→ **Texte fourni**:
• • • • • • •

Christine Drouard C'est un produit qui existe depuis très longtemps, plus de vingt ans en général. Mais ce n'est pas seulement une question d'âge, la qualité intervient également. Si un cosmétique perdure depuis plus de cinquante ans, c'est souvent parce qu'il est mieux que les autres. Les best-sellers sont des produits basiques, inventés à l'époque où les procédés chimiques étaient peu développés. Ce sont généralement des produits naturels, qui par conséquent ne provoquent pas d'allergie. Les consommateurs apprécient ces cosmétiques simples et bio quelle que soit l'époque.
L'image marketing du produit entre-t-elle en jeu ?
La plupart du temps, les produits cultes ne font pas de publicité, exception faite du N°5 de Chanel qui fait régulièrement l'objet de grandes campagnes publicitaires. Un produit mythique s'est fait connaître par le bouche à oreille. C'est un peu comme ces recettes de cuisine que l'on se transmet de mère en fille. Le marketing publicitaire intervient en revanche sur la gamme issue du produit mythique à l'origine de la marque. Par exemple, on voit peu de pub pour la crème Nivéa elle-même, tandis que le maquillage ou les déodorants Nivéa sont très médiatisés.
Quel est le rôle du prix ?
Un produit mythique est souvent bon marché. Plus qu'un facteur, c'est une conséquence. Une partie du prix d'un cosmétique finance la recherche. Comme les best-sellers sont anciens, le coût de la recherche est amorti depuis longtemps. Et souvent, il n'y a pas de recherche supplémentaire sur ce produit car il plaît aux consommateurs tel qu'il est. Ce qui explique son faible coût.
Une star peut-elle à elle seule mythifier un cosmétique ?
Une star qui déclare utiliser un article de beauté peut momentanément attirer vers ce produit des femmes qui souhaitent lui ressembler. Mais le phénomène est de courte durée. La crème de 8 heures d' Elizabeth Arden bénéficie d'une très bonne réputation auprès des actrices, mais l'impact est négligeable sur les consommatrices. Le fameux N°5 de Chanel vient à nouveau contredire la règle, puisque Marilyn Monroe a fortement contribué à son succès.
Et un produit culte est-il forcément leader sur le marché ?

• • • • • • •

→ **Entrées fournies**:
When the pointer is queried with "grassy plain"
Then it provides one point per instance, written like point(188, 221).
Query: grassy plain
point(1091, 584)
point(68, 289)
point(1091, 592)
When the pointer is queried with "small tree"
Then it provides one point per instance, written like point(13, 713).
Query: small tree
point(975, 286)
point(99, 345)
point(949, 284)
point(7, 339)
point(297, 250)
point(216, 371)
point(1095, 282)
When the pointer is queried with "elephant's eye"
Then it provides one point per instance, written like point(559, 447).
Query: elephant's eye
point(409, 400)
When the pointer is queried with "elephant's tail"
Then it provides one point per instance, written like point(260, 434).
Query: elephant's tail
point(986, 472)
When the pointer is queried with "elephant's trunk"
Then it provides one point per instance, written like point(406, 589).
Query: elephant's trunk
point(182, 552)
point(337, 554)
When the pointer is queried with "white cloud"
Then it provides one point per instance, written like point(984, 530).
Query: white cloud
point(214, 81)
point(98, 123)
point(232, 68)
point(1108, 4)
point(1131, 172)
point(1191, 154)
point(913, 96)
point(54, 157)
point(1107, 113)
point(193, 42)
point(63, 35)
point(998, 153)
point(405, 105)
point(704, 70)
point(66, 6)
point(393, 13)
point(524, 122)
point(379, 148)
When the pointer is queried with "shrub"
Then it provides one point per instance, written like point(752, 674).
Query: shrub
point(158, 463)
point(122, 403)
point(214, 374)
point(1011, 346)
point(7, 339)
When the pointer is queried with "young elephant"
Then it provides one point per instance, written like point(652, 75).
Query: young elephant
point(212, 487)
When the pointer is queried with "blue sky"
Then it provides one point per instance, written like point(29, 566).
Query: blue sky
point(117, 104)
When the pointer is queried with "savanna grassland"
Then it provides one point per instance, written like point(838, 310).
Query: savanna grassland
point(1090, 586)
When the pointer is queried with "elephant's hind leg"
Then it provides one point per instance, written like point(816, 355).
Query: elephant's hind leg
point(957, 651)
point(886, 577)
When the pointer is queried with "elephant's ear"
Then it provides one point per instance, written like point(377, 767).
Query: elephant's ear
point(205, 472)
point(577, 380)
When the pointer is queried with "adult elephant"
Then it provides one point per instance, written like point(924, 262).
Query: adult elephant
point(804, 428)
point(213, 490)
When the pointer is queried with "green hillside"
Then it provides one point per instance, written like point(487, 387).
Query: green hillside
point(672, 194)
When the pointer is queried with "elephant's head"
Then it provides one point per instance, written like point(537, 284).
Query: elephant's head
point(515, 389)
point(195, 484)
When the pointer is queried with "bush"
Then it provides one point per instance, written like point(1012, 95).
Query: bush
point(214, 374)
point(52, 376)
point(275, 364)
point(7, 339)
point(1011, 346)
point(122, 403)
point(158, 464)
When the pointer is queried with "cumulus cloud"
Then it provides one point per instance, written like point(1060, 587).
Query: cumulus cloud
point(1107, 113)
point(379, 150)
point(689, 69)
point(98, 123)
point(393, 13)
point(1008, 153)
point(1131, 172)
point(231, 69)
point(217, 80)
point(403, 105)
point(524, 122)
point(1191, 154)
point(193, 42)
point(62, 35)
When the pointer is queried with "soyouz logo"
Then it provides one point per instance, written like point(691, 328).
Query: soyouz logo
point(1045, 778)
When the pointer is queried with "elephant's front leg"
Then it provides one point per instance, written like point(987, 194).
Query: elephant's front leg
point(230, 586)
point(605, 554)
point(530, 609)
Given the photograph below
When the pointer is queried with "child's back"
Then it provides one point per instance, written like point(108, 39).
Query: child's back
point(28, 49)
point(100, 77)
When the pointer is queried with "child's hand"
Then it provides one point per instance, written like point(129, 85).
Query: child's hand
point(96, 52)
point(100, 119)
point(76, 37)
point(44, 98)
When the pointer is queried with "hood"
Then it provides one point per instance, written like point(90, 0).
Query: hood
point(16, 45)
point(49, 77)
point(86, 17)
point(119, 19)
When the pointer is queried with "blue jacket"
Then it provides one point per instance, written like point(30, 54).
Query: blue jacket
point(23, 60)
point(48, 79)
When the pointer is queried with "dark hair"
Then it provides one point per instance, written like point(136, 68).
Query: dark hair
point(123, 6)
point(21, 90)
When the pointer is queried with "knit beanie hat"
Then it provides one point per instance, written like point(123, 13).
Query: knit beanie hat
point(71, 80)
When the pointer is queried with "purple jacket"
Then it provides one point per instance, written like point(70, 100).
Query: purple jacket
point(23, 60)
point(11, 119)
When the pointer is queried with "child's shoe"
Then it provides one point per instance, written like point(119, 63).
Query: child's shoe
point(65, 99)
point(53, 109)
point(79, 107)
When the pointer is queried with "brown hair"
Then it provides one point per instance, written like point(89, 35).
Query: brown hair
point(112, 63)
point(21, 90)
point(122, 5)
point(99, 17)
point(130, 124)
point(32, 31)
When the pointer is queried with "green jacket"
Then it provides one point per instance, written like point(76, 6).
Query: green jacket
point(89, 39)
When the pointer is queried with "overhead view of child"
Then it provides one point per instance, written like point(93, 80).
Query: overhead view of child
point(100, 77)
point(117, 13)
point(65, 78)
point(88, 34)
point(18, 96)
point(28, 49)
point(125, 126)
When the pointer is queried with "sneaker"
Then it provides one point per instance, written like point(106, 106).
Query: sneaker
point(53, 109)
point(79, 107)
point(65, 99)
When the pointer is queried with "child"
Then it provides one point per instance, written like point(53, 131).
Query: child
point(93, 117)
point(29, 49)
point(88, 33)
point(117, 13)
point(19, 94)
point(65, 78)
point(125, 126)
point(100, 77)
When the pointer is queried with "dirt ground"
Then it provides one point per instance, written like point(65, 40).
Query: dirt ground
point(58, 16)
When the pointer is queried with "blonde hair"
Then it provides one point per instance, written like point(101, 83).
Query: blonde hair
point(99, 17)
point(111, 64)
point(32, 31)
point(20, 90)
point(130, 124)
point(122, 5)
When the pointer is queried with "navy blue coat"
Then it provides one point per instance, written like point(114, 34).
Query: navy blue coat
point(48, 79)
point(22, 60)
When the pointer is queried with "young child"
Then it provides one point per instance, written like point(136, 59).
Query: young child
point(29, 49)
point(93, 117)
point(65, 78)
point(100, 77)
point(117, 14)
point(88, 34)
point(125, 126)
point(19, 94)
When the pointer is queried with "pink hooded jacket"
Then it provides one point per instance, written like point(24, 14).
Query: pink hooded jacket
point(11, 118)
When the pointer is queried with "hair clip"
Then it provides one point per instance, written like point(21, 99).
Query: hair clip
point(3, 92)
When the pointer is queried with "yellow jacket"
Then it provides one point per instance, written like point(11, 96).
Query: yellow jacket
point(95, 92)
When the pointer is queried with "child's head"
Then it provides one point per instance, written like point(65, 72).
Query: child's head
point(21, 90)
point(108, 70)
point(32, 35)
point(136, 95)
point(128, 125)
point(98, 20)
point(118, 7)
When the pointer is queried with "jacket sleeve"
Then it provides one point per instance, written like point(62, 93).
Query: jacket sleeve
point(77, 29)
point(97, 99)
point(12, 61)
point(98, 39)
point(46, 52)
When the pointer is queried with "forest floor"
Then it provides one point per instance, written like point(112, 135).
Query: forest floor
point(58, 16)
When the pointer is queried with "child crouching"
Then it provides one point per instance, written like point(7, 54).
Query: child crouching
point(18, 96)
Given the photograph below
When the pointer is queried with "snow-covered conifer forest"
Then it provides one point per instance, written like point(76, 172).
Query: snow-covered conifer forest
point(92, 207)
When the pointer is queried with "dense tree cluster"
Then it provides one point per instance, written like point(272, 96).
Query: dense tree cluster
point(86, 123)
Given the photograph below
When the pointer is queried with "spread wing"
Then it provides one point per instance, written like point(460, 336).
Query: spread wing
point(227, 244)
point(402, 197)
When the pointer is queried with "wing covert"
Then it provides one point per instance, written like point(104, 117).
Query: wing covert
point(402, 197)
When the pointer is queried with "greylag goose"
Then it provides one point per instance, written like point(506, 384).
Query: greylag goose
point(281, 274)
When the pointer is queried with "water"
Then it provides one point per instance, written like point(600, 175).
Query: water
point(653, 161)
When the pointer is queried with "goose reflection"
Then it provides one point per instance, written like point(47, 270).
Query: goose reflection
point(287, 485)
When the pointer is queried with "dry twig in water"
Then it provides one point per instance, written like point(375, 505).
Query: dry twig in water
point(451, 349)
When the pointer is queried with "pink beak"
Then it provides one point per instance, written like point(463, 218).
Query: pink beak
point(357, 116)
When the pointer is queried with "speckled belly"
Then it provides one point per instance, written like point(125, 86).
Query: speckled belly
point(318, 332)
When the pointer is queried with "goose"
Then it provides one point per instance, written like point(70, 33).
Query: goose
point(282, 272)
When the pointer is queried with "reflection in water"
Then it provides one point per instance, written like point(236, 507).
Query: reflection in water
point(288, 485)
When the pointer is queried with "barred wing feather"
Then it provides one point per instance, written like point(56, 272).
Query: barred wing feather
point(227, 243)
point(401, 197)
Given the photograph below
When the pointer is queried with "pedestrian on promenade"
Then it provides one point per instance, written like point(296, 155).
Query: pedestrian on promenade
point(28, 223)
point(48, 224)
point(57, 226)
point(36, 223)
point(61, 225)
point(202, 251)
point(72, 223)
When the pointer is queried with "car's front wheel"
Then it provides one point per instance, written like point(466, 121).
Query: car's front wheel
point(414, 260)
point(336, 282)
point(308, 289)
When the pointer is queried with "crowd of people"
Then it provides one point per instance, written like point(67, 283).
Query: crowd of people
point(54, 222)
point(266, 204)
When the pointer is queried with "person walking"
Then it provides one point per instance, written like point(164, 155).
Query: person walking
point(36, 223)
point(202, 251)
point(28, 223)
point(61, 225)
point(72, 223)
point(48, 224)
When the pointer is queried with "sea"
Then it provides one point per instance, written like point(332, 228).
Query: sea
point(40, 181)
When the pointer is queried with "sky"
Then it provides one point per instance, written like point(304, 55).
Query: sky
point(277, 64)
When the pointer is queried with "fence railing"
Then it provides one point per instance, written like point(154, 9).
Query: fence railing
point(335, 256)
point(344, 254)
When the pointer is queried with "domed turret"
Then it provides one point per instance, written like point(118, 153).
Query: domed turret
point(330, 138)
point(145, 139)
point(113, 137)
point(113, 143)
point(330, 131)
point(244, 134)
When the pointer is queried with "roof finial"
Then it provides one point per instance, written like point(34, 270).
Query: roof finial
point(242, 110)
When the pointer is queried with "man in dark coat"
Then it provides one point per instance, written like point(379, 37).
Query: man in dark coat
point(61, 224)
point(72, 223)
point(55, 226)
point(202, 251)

• • • • • • •

→ **Consigne**:
Traduisez en anglais cette phrase du texte sur les cosmétiques cultes : « Comme les best-sellers sont anciens, le coût de la recherche est amorti depuis longtemps. »

→ **Réponse**:
Since the best-sellers are old, the cost of research has long since been recouped.